WRITTEN TASK
Tally the lines in the material below that contain the string "pile", and reply with the number alone.

PROVIDED RECORDS
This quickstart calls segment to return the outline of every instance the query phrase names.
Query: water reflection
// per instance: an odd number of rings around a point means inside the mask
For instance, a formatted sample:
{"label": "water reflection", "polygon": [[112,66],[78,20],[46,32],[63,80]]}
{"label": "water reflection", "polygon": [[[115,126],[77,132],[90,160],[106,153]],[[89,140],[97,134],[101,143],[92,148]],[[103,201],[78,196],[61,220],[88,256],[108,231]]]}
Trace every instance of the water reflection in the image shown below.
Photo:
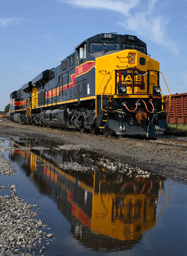
{"label": "water reflection", "polygon": [[[71,223],[74,236],[85,247],[100,252],[101,248],[103,252],[128,249],[155,226],[157,201],[163,186],[156,175],[129,178],[117,172],[107,172],[100,164],[101,156],[90,152],[19,149],[49,147],[49,142],[41,140],[22,140],[10,144],[18,149],[10,151],[10,158],[21,166],[41,192],[56,202]],[[51,148],[56,146],[51,143]],[[64,161],[91,164],[97,169],[84,173],[65,171],[56,164]]]}

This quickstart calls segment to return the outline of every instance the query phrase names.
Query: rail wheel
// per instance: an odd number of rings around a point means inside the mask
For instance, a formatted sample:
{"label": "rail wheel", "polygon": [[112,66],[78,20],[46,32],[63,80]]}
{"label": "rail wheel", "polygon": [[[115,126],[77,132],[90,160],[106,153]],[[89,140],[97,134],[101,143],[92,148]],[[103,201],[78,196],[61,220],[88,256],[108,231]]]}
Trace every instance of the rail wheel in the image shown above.
{"label": "rail wheel", "polygon": [[102,132],[104,135],[105,136],[108,136],[109,133],[109,131],[106,128],[105,128],[103,129],[102,130]]}
{"label": "rail wheel", "polygon": [[92,134],[95,134],[97,131],[97,127],[95,124],[93,124],[90,128]]}

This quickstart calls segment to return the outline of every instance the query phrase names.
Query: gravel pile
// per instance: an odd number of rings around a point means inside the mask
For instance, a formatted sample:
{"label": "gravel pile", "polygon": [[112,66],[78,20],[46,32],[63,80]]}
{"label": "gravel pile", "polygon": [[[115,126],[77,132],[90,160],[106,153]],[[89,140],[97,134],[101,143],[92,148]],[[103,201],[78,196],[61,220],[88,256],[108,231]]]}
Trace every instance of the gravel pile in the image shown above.
{"label": "gravel pile", "polygon": [[50,244],[47,234],[39,228],[45,228],[38,214],[32,209],[27,202],[16,196],[16,186],[10,187],[11,196],[0,196],[0,255],[33,255],[41,253],[47,244]]}
{"label": "gravel pile", "polygon": [[10,162],[9,160],[5,159],[3,155],[0,155],[0,174],[9,176],[13,176],[14,175],[13,166],[10,164]]}

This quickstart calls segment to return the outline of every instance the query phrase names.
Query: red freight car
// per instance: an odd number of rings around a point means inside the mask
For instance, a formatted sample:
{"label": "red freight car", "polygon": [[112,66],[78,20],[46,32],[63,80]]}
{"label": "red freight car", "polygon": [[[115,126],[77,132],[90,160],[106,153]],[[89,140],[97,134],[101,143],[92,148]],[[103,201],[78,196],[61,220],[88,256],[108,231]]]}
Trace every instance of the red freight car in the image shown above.
{"label": "red freight car", "polygon": [[[164,96],[165,102],[168,97]],[[166,110],[169,108],[169,100]],[[187,123],[187,93],[171,95],[171,107],[167,116],[168,124]]]}

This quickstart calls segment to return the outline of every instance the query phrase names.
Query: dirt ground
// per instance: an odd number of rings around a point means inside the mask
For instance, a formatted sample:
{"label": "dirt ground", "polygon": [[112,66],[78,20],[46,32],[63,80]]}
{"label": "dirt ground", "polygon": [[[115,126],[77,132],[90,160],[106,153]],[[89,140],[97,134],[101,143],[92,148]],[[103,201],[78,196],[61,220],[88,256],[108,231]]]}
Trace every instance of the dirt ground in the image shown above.
{"label": "dirt ground", "polygon": [[145,144],[127,141],[121,136],[93,136],[74,131],[25,125],[7,120],[0,121],[0,137],[37,138],[76,145],[187,182],[187,152],[174,146],[159,146],[153,142]]}

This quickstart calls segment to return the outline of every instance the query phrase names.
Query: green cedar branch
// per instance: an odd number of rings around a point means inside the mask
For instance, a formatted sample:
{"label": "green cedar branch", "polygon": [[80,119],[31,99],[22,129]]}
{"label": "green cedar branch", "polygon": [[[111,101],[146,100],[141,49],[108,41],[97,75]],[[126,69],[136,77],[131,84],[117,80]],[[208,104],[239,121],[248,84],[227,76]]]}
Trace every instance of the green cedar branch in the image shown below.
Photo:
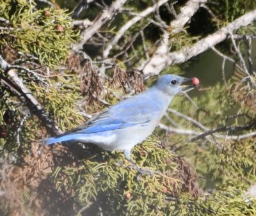
{"label": "green cedar branch", "polygon": [[15,95],[26,105],[30,112],[42,121],[51,135],[56,135],[62,134],[61,130],[48,116],[44,108],[24,85],[22,79],[18,76],[14,69],[12,69],[12,66],[10,65],[1,55],[0,66],[8,76],[8,78],[6,78],[0,73],[0,83]]}

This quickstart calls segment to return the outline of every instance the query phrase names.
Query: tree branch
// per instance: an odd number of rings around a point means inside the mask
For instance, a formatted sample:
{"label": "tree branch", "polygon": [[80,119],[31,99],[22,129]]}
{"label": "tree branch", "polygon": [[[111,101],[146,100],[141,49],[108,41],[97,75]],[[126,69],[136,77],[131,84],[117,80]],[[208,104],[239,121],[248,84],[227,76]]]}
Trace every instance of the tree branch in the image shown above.
{"label": "tree branch", "polygon": [[10,65],[1,55],[0,66],[4,72],[7,72],[6,73],[10,77],[10,79],[7,79],[0,73],[0,83],[8,91],[17,95],[17,98],[26,104],[30,112],[42,121],[50,134],[56,135],[62,134],[61,130],[47,115],[44,107],[24,84],[22,79],[19,77],[14,69],[10,69],[12,65]]}
{"label": "tree branch", "polygon": [[[186,47],[179,51],[171,53],[157,52],[159,47],[150,61],[142,70],[143,73],[145,75],[148,73],[157,75],[167,66],[185,62],[223,41],[231,33],[243,26],[248,26],[255,20],[256,10],[253,10],[238,18],[215,33],[202,39],[192,47]],[[166,46],[168,47],[168,45]]]}
{"label": "tree branch", "polygon": [[126,22],[126,24],[123,26],[123,27],[122,27],[121,29],[118,31],[115,38],[109,43],[108,47],[104,50],[103,58],[106,59],[108,58],[113,47],[114,47],[118,42],[119,40],[124,35],[125,31],[127,31],[132,25],[141,20],[143,18],[147,17],[148,14],[154,12],[156,10],[156,8],[168,1],[168,0],[160,0],[159,1],[154,4],[152,6],[147,8],[141,13],[136,15],[134,18]]}
{"label": "tree branch", "polygon": [[107,21],[111,19],[116,13],[119,12],[127,0],[116,0],[109,8],[104,10],[101,15],[81,34],[81,40],[78,43],[73,45],[73,50],[79,50],[83,45]]}

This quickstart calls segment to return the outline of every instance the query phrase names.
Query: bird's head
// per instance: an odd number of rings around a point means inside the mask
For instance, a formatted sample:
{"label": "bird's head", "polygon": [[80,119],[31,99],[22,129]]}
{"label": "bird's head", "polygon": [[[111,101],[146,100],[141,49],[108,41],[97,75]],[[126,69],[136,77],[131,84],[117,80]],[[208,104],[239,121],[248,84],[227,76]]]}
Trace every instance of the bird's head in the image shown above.
{"label": "bird's head", "polygon": [[199,80],[196,77],[185,78],[177,75],[168,74],[158,78],[154,86],[164,93],[174,96],[180,91],[191,89],[198,84]]}

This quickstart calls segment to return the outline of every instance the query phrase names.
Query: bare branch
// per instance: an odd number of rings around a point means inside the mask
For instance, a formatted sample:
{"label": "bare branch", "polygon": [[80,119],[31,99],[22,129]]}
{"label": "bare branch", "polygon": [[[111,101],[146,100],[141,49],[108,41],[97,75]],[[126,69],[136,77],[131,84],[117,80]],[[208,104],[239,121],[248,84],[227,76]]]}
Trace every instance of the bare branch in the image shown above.
{"label": "bare branch", "polygon": [[14,69],[10,70],[12,66],[1,55],[0,66],[3,70],[7,72],[7,75],[10,77],[10,79],[7,79],[0,74],[0,83],[16,95],[17,98],[26,105],[32,114],[37,116],[51,135],[56,135],[62,134],[61,130],[49,118],[44,107],[33,96],[30,90],[24,84],[22,79],[19,77]]}
{"label": "bare branch", "polygon": [[105,49],[103,52],[103,58],[106,59],[109,54],[110,50],[115,46],[124,35],[126,31],[127,31],[132,25],[136,24],[137,22],[141,20],[143,18],[147,17],[148,14],[154,12],[156,8],[161,6],[162,4],[168,2],[168,0],[160,0],[157,3],[154,4],[152,6],[147,8],[143,10],[141,13],[138,14],[136,17],[129,20],[123,27],[118,31],[115,38],[109,43],[108,47]]}
{"label": "bare branch", "polygon": [[122,6],[127,0],[116,0],[109,8],[104,10],[102,15],[94,21],[93,25],[90,26],[81,33],[81,40],[78,43],[73,45],[73,50],[78,50],[83,45],[104,25],[107,21],[122,10]]}
{"label": "bare branch", "polygon": [[215,33],[198,41],[192,47],[186,47],[179,51],[168,54],[159,53],[156,54],[159,49],[158,48],[150,61],[143,69],[143,73],[145,75],[148,73],[157,75],[167,66],[185,62],[223,41],[230,33],[241,27],[248,26],[255,20],[256,10],[253,10],[238,18]]}
{"label": "bare branch", "polygon": [[207,0],[190,0],[180,9],[180,13],[175,20],[171,22],[172,33],[177,34],[181,31],[185,24],[197,12],[201,4],[207,3]]}

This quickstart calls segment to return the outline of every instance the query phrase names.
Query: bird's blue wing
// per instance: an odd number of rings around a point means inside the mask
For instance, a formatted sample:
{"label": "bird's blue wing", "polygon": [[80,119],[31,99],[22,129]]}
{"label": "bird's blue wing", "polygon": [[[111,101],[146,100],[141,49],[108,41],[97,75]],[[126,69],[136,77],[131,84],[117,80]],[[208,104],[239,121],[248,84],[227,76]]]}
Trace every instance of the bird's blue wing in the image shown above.
{"label": "bird's blue wing", "polygon": [[156,102],[143,94],[124,100],[95,116],[70,133],[92,134],[146,124],[156,114],[159,107]]}

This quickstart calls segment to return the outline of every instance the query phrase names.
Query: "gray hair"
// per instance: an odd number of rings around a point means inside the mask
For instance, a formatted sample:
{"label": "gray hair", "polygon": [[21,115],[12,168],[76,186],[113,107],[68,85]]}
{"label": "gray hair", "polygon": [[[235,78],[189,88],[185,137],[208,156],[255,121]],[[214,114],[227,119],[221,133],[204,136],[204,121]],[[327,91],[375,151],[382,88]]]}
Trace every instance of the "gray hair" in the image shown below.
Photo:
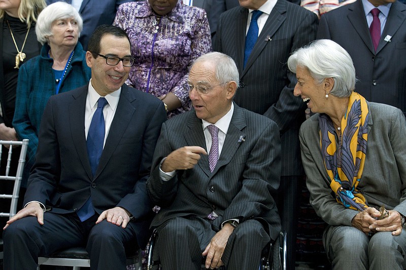
{"label": "gray hair", "polygon": [[48,42],[48,36],[52,35],[52,23],[57,20],[73,18],[78,22],[79,36],[83,28],[83,20],[76,9],[65,2],[56,2],[44,9],[37,20],[35,32],[37,39],[43,45]]}
{"label": "gray hair", "polygon": [[351,57],[343,47],[330,40],[315,41],[296,50],[288,59],[288,67],[307,68],[318,84],[332,78],[334,86],[329,94],[349,97],[355,88],[355,68]]}
{"label": "gray hair", "polygon": [[[45,0],[21,0],[18,7],[18,18],[22,22],[30,25],[37,21],[38,14],[47,6]],[[5,11],[0,10],[0,19],[4,16]]]}
{"label": "gray hair", "polygon": [[239,86],[240,75],[238,69],[234,60],[223,53],[213,52],[204,54],[198,58],[193,65],[198,62],[210,62],[216,67],[215,75],[220,83],[225,83],[233,81]]}

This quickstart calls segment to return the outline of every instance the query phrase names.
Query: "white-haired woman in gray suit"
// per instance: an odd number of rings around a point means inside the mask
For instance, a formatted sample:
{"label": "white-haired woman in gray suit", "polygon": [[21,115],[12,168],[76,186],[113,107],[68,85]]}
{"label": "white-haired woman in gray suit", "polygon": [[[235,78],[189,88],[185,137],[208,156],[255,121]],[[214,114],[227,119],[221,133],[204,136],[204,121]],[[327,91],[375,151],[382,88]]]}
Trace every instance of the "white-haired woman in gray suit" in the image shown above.
{"label": "white-haired woman in gray suit", "polygon": [[317,113],[301,126],[310,203],[335,269],[406,266],[406,121],[354,91],[355,70],[335,42],[316,41],[288,60],[294,94]]}

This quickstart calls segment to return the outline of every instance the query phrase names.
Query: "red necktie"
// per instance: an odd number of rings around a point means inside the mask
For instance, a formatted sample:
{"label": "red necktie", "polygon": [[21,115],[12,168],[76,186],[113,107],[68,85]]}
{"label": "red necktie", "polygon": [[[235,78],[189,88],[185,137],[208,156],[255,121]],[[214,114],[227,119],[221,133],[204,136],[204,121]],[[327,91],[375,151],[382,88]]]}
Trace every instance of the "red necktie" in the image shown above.
{"label": "red necktie", "polygon": [[369,26],[369,33],[371,34],[372,43],[374,44],[374,48],[375,48],[376,52],[378,45],[379,44],[379,40],[381,39],[381,21],[378,17],[380,12],[381,12],[377,8],[371,10],[371,14],[374,16],[374,20],[372,21],[372,23]]}

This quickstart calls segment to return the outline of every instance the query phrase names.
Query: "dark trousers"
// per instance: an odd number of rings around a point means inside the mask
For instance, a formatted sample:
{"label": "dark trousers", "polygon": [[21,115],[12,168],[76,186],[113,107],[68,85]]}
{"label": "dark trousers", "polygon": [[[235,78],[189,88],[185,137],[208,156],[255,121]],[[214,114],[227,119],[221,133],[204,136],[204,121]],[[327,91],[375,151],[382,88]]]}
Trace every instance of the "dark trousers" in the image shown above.
{"label": "dark trousers", "polygon": [[90,255],[92,269],[125,269],[124,245],[137,245],[133,222],[125,228],[106,220],[95,224],[97,217],[82,223],[76,213],[47,212],[43,225],[31,216],[12,223],[3,232],[4,269],[35,270],[38,257],[83,245]]}
{"label": "dark trousers", "polygon": [[279,188],[273,194],[281,217],[282,229],[286,232],[286,268],[295,268],[296,238],[297,231],[300,194],[302,176],[282,176]]}
{"label": "dark trousers", "polygon": [[[200,270],[201,253],[216,233],[206,219],[172,218],[157,229],[154,256],[157,252],[162,270]],[[257,269],[262,250],[270,240],[257,220],[242,222],[230,236],[222,255],[226,269]]]}

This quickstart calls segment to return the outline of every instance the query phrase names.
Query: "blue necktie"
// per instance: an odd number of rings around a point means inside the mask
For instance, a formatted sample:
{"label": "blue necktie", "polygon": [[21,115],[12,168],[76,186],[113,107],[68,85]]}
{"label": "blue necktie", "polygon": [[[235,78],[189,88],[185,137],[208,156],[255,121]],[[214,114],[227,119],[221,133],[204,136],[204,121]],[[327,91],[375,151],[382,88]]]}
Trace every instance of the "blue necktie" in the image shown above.
{"label": "blue necktie", "polygon": [[262,14],[262,11],[254,10],[252,12],[252,17],[251,18],[250,28],[248,28],[248,32],[247,33],[247,36],[245,37],[245,50],[244,50],[244,66],[247,64],[248,57],[250,57],[251,52],[254,45],[258,39],[258,32],[259,31],[258,28],[258,18]]}
{"label": "blue necktie", "polygon": [[[103,144],[106,133],[103,108],[107,104],[107,100],[106,98],[101,97],[98,99],[97,108],[93,115],[90,126],[89,128],[89,132],[87,133],[87,139],[86,140],[87,155],[89,156],[89,161],[90,162],[90,167],[93,176],[97,169],[101,152],[103,151]],[[82,222],[94,214],[94,209],[93,208],[91,197],[89,197],[87,199],[84,205],[78,211],[77,214]]]}

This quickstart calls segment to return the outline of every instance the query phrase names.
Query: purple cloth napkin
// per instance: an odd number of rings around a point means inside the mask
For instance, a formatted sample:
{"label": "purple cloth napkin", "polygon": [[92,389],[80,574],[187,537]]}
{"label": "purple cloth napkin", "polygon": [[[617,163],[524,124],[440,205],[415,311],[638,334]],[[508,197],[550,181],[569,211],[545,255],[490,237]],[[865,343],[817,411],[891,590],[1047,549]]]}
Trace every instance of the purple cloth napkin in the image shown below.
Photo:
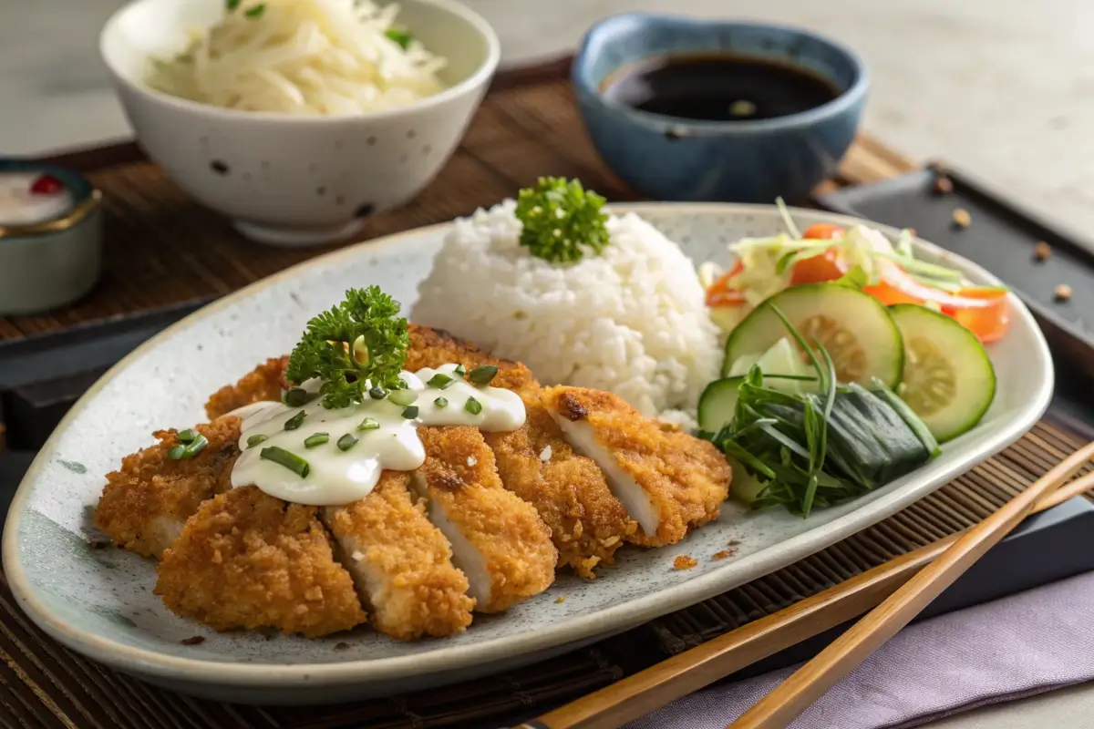
{"label": "purple cloth napkin", "polygon": [[[1094,679],[1094,573],[906,627],[791,729],[913,727]],[[793,668],[696,692],[627,729],[722,729]]]}

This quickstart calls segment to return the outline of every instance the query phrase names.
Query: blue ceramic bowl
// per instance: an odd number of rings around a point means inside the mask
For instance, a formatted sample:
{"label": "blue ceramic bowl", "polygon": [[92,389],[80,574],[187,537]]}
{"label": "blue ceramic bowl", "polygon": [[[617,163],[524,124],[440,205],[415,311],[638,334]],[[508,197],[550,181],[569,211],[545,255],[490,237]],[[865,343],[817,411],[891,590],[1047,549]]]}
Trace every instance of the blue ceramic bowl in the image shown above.
{"label": "blue ceramic bowl", "polygon": [[[624,66],[699,54],[789,61],[830,80],[840,94],[783,117],[697,121],[640,111],[602,93],[604,82]],[[870,85],[857,55],[807,31],[638,13],[594,25],[571,75],[597,152],[631,187],[657,200],[805,199],[850,146]]]}

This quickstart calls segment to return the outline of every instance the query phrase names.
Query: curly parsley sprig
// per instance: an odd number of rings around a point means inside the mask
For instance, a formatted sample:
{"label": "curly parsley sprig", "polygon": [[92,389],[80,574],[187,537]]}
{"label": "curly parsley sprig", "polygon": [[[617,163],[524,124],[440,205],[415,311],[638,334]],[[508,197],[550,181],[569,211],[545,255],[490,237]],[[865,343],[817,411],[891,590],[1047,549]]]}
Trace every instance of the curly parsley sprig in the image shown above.
{"label": "curly parsley sprig", "polygon": [[318,377],[326,408],[346,408],[369,397],[369,388],[399,390],[410,346],[399,303],[380,286],[350,289],[346,301],[312,318],[289,357],[286,377]]}
{"label": "curly parsley sprig", "polygon": [[521,245],[552,263],[579,261],[585,248],[600,255],[608,245],[603,207],[604,198],[585,190],[579,180],[540,177],[516,198],[516,217],[524,226]]}

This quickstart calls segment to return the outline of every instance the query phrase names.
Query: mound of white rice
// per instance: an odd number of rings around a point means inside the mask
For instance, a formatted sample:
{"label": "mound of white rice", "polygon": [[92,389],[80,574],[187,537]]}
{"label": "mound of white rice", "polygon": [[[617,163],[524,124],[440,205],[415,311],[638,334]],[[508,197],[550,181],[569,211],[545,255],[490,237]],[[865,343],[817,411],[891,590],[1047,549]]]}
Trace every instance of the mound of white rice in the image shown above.
{"label": "mound of white rice", "polygon": [[514,209],[456,221],[410,319],[520,360],[545,385],[610,390],[676,422],[671,411],[694,413],[721,350],[679,246],[636,214],[612,215],[603,255],[552,264],[519,244]]}

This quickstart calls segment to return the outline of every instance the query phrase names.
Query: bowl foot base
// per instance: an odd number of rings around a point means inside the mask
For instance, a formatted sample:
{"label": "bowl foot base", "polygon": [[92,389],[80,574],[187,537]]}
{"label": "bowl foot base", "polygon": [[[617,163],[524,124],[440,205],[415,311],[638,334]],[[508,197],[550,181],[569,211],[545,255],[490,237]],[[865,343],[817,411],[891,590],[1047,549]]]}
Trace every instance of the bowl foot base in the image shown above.
{"label": "bowl foot base", "polygon": [[264,225],[251,221],[234,220],[232,225],[248,240],[264,243],[281,248],[305,248],[322,246],[328,243],[339,243],[359,232],[364,225],[363,220],[352,220],[342,225],[321,227],[289,227]]}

ANSWER FOR THE TASK
6